[Start of Attachment]

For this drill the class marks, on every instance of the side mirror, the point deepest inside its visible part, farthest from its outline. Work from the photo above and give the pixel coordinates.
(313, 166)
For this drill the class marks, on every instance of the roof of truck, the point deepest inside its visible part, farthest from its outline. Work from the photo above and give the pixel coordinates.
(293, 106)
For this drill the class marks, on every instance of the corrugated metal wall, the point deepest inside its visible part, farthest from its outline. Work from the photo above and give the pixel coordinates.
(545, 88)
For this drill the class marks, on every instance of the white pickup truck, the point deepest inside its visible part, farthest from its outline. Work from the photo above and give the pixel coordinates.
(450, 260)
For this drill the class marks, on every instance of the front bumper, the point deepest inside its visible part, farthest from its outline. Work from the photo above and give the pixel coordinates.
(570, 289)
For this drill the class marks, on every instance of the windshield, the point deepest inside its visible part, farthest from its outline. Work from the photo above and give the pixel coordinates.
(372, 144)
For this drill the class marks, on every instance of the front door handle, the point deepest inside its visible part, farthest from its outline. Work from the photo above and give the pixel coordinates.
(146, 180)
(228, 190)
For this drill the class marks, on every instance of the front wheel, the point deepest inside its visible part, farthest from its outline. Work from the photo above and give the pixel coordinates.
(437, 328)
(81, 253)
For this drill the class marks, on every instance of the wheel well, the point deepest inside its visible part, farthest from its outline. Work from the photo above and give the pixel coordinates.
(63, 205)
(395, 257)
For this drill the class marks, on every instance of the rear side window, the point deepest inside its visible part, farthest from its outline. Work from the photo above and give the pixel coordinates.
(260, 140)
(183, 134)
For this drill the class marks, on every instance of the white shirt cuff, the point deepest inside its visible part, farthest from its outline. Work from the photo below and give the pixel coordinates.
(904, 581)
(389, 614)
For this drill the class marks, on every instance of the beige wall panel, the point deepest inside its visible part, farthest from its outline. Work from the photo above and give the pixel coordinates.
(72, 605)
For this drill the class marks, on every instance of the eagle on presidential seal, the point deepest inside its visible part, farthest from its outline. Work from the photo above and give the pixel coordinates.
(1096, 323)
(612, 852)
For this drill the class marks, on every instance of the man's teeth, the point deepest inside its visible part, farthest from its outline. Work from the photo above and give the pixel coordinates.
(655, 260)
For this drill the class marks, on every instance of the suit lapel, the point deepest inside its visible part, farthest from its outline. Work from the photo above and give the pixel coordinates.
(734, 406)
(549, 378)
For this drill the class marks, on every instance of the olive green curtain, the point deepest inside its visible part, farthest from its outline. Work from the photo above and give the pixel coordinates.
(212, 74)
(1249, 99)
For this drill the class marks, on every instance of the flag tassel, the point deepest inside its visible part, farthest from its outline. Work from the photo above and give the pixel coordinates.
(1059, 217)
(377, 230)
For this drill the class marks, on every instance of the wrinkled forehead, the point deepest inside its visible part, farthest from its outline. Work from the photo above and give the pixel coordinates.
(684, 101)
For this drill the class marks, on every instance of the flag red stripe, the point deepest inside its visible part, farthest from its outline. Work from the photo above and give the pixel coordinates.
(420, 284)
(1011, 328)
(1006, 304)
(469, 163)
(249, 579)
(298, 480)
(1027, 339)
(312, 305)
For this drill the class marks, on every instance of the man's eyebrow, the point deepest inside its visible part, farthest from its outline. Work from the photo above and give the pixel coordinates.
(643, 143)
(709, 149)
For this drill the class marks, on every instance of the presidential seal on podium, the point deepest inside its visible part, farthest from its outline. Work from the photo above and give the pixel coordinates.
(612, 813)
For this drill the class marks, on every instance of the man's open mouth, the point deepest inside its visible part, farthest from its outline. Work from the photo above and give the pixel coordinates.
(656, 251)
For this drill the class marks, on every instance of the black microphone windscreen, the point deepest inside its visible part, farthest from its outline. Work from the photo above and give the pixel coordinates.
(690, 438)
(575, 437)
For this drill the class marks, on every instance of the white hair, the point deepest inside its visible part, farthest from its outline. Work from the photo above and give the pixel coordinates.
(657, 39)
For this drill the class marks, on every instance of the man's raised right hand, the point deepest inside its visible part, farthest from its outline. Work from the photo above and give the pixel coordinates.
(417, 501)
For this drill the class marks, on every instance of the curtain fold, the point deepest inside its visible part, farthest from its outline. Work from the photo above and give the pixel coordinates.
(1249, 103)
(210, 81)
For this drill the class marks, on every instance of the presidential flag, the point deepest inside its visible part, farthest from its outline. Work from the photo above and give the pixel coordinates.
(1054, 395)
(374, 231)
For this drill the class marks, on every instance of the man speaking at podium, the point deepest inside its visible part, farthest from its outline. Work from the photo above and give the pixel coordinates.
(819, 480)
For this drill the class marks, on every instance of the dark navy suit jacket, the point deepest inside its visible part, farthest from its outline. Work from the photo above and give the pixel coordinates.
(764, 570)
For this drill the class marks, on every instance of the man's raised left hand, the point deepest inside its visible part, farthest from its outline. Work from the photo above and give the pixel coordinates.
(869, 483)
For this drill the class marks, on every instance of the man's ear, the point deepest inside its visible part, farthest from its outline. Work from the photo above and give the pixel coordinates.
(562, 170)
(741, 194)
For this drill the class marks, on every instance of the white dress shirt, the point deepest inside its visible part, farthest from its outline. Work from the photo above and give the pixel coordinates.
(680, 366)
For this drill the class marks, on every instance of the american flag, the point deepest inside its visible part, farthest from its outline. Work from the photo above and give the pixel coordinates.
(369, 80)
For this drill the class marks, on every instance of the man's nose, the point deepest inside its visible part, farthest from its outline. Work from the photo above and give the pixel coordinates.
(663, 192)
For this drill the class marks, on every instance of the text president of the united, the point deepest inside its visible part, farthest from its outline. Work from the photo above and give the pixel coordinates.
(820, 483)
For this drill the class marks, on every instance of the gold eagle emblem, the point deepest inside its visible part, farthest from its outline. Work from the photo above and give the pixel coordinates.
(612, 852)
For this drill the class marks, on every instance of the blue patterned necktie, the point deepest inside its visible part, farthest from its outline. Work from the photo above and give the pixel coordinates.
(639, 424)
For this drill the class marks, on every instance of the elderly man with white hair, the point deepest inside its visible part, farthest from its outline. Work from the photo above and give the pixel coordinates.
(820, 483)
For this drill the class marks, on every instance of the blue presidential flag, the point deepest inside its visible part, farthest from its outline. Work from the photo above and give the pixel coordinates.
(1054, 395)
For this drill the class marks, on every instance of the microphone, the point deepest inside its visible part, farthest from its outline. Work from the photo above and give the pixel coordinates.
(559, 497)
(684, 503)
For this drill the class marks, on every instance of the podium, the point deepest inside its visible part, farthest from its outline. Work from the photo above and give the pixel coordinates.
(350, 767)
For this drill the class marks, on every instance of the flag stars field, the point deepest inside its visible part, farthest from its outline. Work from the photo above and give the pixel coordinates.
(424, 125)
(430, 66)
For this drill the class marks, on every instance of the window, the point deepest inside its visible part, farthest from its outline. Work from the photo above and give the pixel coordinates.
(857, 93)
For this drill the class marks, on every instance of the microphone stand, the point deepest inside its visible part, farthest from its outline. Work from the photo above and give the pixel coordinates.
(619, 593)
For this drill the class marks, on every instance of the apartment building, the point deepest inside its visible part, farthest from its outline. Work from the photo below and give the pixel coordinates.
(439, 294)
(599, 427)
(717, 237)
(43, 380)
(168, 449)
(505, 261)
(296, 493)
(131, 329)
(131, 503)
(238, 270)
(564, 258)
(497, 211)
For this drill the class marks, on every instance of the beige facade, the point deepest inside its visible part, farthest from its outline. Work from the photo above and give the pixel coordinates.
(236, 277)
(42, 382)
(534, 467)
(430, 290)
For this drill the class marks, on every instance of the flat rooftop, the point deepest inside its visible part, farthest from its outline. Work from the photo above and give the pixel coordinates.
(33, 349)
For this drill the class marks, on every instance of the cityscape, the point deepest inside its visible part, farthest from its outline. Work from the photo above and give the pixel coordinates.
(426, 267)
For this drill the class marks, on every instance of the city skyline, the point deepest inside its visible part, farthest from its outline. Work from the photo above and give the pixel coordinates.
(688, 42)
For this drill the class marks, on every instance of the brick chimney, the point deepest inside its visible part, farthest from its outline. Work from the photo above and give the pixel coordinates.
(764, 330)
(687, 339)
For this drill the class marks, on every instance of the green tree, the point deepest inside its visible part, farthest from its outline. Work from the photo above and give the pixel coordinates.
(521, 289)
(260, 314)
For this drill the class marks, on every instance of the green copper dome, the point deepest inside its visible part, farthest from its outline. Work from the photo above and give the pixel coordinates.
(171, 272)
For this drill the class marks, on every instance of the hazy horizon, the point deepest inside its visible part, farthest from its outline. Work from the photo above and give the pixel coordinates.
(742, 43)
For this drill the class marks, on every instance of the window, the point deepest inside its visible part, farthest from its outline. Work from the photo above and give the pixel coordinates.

[End of Attachment]

Exercise directions => Please copy exactly the lines from the one that contains "of the brick" up to and including the final line of the listing above.

Answer area =>
For this drill the class marks, on every instance of the brick chimney, the point deepest inside its visible part, farthest from its outline. Work from the photo above and give the pixel coordinates.
(764, 330)
(687, 339)
For this drill the class marks, on every instance of the green tree, the point deepest inside its visible part, farthest from its outline. Work from the photo above and give the pixel coordinates.
(521, 289)
(260, 314)
For this drill the class marks, on every instance of the green copper dome, the point deepest inside its visible part, farthest from its outline. Work from the photo above and give the pixel coordinates.
(171, 272)
For this drill the class marks, on every instance of the hazy horizon, the point deepest inside its visible part, farthest from its outline. Work from the photo above and give the pixel coordinates.
(742, 43)
For this drill the class marks, on every instance of the window, the point deepest inside its visible part, farthest from its outline. Work from the photo above and give the pixel coordinates.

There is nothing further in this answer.